Prüfen Sie, ob die folgenden Aussagen mit dem Ausstellungstext übereinstimmen, und begründen Sie jedes Ja oder Nein mit einem wörtlichen Zitat der entscheidenden Worte: (a) Die Weser wurde im späten 19. Jahrhundert vertieft und kanalisiert. (b) Die Flut drückt die Weser einmal täglich nach Bremen hinauf. (c) Das Künstlerbuch wird nur in Hanoi präsentiert.

*AUSSTELLUNGSTEXT:*
== == ==

Wie viele andere auch, hat mich mein Leben als “COVID-Flüchtling” seit 2018 bis heute auf viele unsichere Wege geführt. Derselbe Koffer begleitet mich auf meiner Reise von einem Projektort zum anderen und sammelt Tickets, Quittungen, Reiserouten, Formulare, Anträge und offizielle Dokumente für die Einreise und Wiedereinreise zwischen Europa und Asien. In letzter Zeit habe ich mich auf die Bewegung der Wasserwege in Italien, Österreich und Deutschland konzentriert. Diese Arbeit vermittelt den Eindruck von Mobilität in vielen verschiedenen Modalitäten – persönlich, ästhetisch, geografisch, kulturell, historisch und imaginativ.
Mohar Kalra, Breman in the Water, 2023
In den späten 1800er Jahren wurde die Weser vertieft und kanalisiert, um den Zugang zum Bremer Hafen von der Nordsee aus zu verbessern. Infolge dieses industriellen Eingriffs drückt die Flut zweimal täglich die Weser nach Bremen hinauf und kehrt die Fließrichtung der Weser um. Jeden Tag fließt die Weser in zwei Richtungen, zeigt zwei Gesichter, die jeweils unterschiedliche ökologische, persönliche, soziologische und wirtschaftliche Schichten der Stadt mit sich bringen. An der Dauerwelle hängend, wendet sich der Breman der Strömungsrichtung zu und schwimmt in einer sisyphushaften Anstrengung dagegen an. Er trägt ein aufkeimendes Land mit sich, das sich ständig den widersprüchlichen Strömungen der Stadt entgegenstellt.
Felix Dreesen, Ohne Titel, 2023
Buch
Vom Anfang bis Mitte November 2023 hielt ich mich im Rahmen des MAP Projektes zum Thema Alternative Mobility in Hanoi auf. Ein vor Ort erdachtes und gedruckte Künstlerbuch versammelt einige der zahlreichen Wandbemalungen die ich während meiner Fahrradtouren durch den städtischen und ländlichen Raum in und um Hanoi fotografiert habe. Üblicherweise sind die bunt und rasch gemalten Landschaftsbilder an Auf- und Abfahrten von Schnellstraßen, Privathäusern, Restaurants und Grundstücksmauern zu finden. Die Seiten des Buchen können in unterschiedlichen Leserichtungen und Konstellationen zu einander betrachtet werden. Das auf 16 Exemplare limitierte Künstlerbuch wird gleichzeitig in den Ausstellungen in Hanoi und Bremen präsentiert und steht zum Verkauf.
Yuhei Higashikata, How to Move Seeded Bananas, 2023
Site-specific Installation, mixed media, dimensions variable
We are trying to figure out how to move short bananas from Vietnam to Japan, which are never seen in Japan and are unknown to most Japanese people. In particular, bananas have been bred to be easier to eat, and most bananas are now seedless, which is different from the natural form. In one video, a short banana in Vietnam is being scanned using 3D scanning technology. The other shows the data being sent to Japan and printed out by a 3D printer.

== == ==

*BEREITGESTELLTE EINTRÄGE:*
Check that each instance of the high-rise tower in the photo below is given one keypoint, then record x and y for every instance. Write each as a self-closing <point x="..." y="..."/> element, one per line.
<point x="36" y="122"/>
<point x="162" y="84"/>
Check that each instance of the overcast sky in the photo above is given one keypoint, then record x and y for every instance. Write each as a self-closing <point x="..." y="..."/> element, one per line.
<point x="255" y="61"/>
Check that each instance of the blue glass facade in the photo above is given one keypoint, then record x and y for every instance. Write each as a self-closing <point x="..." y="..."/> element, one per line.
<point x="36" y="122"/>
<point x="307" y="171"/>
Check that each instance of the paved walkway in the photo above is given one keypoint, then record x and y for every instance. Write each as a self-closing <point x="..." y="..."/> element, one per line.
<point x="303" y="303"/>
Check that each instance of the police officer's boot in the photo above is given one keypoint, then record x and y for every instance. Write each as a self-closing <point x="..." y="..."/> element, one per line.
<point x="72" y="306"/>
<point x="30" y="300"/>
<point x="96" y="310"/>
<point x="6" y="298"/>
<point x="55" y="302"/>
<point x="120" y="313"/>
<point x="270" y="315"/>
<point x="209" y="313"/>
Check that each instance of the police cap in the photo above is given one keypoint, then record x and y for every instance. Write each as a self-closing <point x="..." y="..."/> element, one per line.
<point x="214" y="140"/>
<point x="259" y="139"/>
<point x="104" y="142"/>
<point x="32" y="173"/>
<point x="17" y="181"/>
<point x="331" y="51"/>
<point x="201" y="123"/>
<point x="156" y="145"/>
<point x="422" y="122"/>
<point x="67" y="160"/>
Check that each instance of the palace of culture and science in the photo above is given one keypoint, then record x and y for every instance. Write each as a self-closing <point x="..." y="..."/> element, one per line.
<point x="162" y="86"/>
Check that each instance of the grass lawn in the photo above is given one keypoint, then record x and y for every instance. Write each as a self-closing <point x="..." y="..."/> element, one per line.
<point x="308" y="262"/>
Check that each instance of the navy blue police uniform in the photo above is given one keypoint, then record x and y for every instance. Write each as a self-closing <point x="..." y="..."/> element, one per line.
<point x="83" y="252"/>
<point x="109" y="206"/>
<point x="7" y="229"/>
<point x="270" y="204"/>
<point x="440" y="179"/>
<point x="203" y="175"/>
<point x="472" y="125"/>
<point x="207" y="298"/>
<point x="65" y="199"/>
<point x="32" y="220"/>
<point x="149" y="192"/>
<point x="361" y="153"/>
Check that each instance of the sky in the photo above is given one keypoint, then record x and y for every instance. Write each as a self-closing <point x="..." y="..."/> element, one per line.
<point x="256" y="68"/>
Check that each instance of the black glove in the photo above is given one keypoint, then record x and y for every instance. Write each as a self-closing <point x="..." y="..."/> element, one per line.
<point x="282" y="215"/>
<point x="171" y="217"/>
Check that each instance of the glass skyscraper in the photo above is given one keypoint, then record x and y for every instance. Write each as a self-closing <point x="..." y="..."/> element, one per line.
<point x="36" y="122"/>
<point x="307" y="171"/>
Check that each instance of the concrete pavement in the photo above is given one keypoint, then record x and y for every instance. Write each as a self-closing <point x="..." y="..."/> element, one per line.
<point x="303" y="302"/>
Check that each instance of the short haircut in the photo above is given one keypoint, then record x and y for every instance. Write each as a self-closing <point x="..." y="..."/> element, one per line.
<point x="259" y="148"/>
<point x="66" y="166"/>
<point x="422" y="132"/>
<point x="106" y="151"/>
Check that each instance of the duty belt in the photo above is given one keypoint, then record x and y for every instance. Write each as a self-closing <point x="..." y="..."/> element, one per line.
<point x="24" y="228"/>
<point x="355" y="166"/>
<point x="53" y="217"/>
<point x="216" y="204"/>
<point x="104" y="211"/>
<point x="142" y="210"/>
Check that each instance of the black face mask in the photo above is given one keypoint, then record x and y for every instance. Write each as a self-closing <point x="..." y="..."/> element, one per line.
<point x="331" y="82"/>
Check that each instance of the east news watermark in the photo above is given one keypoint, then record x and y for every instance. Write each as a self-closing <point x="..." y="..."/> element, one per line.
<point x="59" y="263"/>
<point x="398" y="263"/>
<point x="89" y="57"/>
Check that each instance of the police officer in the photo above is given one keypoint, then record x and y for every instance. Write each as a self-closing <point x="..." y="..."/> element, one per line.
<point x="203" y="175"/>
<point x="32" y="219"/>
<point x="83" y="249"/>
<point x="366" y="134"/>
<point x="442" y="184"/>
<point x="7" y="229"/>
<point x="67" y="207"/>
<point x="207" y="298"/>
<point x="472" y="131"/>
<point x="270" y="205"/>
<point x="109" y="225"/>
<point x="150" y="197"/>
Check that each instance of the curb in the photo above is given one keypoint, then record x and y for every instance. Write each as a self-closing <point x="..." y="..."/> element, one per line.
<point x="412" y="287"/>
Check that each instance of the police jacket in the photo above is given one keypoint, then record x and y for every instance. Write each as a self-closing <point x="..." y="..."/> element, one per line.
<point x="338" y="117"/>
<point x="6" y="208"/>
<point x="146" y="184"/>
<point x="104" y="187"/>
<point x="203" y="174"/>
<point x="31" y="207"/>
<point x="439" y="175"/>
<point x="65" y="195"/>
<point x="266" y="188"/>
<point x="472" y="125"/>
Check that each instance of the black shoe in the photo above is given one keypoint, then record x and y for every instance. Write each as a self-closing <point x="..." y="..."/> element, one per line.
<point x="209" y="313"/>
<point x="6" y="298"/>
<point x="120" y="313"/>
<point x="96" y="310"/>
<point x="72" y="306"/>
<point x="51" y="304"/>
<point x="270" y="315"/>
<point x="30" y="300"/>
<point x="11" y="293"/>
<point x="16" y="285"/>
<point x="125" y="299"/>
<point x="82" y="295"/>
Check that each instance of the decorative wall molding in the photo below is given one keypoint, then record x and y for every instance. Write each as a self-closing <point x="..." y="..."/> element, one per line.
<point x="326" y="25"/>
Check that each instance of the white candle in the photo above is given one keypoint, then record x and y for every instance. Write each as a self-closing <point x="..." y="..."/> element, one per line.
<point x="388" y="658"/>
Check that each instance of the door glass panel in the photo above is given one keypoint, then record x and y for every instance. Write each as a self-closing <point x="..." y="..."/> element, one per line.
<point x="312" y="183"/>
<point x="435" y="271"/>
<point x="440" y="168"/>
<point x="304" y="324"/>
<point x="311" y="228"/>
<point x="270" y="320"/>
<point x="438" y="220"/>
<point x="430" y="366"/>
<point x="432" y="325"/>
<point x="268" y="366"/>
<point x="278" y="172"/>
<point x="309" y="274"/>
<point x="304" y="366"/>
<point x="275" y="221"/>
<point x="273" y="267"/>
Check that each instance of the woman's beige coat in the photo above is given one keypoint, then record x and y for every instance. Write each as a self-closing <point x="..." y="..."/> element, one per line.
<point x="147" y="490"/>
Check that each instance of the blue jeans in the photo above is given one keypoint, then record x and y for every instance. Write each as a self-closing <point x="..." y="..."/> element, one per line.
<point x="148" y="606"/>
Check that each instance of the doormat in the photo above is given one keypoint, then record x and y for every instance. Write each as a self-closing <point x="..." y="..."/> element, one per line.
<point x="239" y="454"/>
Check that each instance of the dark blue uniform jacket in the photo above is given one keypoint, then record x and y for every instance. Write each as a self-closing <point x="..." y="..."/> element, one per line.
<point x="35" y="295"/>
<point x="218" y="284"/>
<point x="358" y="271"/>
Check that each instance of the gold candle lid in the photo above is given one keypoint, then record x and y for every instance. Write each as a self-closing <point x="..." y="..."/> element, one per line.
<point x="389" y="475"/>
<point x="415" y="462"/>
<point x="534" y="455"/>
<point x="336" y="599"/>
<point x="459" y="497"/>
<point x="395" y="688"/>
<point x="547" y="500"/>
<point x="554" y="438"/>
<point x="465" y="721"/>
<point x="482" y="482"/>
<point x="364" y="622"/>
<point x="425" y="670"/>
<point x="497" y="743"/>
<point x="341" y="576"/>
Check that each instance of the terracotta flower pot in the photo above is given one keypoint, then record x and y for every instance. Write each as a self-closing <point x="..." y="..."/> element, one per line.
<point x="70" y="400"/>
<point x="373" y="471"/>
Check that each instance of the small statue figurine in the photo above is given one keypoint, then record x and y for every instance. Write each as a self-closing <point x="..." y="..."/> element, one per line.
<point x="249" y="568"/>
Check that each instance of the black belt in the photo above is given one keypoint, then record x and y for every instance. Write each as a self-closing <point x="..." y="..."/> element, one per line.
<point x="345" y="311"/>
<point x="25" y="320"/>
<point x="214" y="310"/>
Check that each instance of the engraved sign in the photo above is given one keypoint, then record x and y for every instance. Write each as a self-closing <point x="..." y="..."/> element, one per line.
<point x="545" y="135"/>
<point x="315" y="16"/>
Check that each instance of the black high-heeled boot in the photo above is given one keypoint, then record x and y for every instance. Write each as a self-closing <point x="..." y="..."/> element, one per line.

== == ==

*ERWARTETE ANTWORT:*
(a) Ja: „In den späten 1800er Jahren wurde die Weser vertieft und kanalisiert“
(b) Nein: „drückt die Flut zweimal täglich die Weser nach Bremen hinauf“
(c) Nein: „wird gleichzeitig in den Ausstellungen in Hanoi und Bremen präsentiert“